Point placement records:
● ● ● ● ● ● ●

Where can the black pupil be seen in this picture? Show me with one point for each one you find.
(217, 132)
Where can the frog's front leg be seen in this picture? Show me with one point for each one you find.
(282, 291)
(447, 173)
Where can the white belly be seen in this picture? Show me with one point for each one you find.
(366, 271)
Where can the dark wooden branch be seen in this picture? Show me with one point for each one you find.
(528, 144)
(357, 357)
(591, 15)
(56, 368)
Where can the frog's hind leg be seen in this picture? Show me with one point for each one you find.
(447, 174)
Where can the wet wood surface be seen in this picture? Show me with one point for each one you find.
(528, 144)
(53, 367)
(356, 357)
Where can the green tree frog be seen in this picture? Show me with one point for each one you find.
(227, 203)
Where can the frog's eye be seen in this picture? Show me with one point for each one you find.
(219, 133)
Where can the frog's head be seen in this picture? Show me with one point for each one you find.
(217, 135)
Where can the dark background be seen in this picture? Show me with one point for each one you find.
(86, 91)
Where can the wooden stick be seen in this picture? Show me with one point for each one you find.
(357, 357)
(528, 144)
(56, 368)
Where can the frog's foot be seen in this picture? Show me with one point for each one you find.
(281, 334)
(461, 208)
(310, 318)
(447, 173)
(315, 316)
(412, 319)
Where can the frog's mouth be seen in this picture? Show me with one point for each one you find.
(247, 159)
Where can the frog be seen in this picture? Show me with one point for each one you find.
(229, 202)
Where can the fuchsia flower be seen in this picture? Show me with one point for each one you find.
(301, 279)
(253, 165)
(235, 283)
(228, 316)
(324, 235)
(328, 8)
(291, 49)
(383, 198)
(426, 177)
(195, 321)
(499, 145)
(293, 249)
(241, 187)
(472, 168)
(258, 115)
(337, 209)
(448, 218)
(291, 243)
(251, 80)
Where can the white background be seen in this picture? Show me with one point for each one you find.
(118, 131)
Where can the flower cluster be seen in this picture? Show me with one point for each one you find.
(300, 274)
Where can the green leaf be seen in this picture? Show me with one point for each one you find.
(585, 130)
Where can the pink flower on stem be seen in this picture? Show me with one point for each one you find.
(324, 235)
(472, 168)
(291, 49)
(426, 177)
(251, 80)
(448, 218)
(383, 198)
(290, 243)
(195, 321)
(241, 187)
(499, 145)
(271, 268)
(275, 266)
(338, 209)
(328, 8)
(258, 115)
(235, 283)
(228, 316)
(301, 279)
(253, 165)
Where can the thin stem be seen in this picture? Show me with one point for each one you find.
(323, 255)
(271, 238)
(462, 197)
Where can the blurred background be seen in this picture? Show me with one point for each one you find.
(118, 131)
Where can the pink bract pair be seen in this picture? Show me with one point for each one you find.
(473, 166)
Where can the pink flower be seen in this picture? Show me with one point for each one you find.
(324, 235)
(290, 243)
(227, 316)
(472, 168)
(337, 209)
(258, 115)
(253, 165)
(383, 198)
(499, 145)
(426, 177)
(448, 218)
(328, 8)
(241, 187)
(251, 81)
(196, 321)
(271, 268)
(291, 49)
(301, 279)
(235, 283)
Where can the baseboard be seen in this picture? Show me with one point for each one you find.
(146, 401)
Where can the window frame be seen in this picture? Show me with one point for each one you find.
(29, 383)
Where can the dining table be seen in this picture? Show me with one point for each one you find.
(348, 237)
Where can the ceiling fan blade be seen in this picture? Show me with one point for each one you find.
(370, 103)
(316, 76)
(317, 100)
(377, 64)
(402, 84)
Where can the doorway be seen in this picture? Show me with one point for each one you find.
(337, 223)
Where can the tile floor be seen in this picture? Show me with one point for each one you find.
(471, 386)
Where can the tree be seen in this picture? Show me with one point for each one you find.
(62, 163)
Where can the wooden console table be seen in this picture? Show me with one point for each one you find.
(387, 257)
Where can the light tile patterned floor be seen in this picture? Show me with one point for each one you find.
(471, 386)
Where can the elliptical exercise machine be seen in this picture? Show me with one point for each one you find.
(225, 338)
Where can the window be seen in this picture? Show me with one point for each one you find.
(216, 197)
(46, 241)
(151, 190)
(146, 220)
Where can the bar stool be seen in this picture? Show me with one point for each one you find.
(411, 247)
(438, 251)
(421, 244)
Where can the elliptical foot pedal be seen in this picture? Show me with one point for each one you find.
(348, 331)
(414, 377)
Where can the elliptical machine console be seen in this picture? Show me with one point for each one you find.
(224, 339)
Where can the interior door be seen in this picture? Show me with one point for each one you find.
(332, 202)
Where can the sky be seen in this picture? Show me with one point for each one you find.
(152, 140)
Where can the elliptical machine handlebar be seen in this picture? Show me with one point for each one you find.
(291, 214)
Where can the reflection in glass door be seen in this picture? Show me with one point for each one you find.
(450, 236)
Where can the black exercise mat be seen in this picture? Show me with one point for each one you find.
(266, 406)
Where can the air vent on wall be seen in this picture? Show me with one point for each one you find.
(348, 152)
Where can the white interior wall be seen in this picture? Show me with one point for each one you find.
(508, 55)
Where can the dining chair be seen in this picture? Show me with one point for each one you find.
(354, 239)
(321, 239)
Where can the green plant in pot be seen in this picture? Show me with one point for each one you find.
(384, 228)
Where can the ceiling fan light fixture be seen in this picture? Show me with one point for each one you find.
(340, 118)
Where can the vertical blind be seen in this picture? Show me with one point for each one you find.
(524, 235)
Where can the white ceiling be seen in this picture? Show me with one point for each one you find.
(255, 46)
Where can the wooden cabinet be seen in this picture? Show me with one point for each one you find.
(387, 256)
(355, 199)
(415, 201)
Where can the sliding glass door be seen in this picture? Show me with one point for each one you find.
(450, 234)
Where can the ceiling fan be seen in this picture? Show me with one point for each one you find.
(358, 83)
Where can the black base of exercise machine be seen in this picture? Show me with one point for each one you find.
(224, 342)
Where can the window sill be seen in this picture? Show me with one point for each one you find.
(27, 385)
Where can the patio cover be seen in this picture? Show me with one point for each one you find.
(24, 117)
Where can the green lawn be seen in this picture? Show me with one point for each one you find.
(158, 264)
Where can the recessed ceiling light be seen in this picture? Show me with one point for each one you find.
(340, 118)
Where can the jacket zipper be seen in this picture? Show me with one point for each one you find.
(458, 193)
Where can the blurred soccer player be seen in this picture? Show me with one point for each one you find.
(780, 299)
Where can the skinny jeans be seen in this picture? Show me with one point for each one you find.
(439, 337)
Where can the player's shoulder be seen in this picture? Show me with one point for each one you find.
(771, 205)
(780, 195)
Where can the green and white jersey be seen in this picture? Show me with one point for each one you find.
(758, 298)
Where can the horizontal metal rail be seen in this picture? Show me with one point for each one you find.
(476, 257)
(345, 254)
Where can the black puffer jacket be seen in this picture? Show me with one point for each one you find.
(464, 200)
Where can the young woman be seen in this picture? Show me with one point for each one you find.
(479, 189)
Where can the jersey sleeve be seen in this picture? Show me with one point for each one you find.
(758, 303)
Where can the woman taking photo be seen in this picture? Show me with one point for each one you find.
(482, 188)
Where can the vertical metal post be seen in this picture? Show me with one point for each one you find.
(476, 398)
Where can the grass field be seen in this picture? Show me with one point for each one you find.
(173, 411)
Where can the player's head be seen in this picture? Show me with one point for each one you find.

● ● ● ● ● ● ●

▸ **Task brief**
The line containing "Where can the ceiling fan be" and every line after it, through the end of the records, should be repeated exactly and alone.

▸ **Full output**
Where can the ceiling fan be seen in this picture? Show me with one point for each one you find.
(358, 83)
Where can the black base of exercise machine be seen in this picture? Show me with one point for each one you find.
(224, 342)
Where can the window sill be seen in this picture? Show me with one point for each one you find.
(27, 385)
Where can the patio cover be seen in this picture? Show me with one point for each one you find.
(24, 117)
Where can the green lawn be seen in this picture? Show me with one point for each one you find.
(158, 264)
Where can the recessed ceiling light be seen in this picture? Show me with one point for each one you find.
(340, 118)
Where can the jacket zipper be seen in this picture? Show me with one point for each one you find.
(458, 193)
Where can the blurred soccer player be seen in this picture? Show me with one point for each one you find.
(780, 299)
Where can the skinny jeans be seen in this picture? Show me with one point for each one you find.
(439, 337)
Where can the player's shoulder be seen in this picture? Show me with one point for each one you find.
(771, 205)
(780, 195)
Where can the green and white jersey be seen in this picture? Show me with one point for each one you find.
(758, 298)
Where can the horizontal metal rail be seen in this picture? Show me with one point for each one you find.
(476, 257)
(345, 254)
Where can the black puffer jacket be seen in this picture? Show me with one point for each one you find.
(464, 200)
Where can the young woman be seen in this picture? Show me with one point for each one you find.
(479, 189)
Where can the jersey sleeve be seen in this picture? Show me with one point for each one you find.
(758, 303)
Where can the woman taking photo be seen in this picture? Show me with one point for each one you find.
(482, 188)
Where can the vertical metal post be seen in this picture? Show me with one point for each one you find.
(476, 398)
Where can the grass field be seen in this picture? Show me with one point for each one you find.
(173, 411)
Where can the player's head be seen in this picture? Show me with one point for each one you find.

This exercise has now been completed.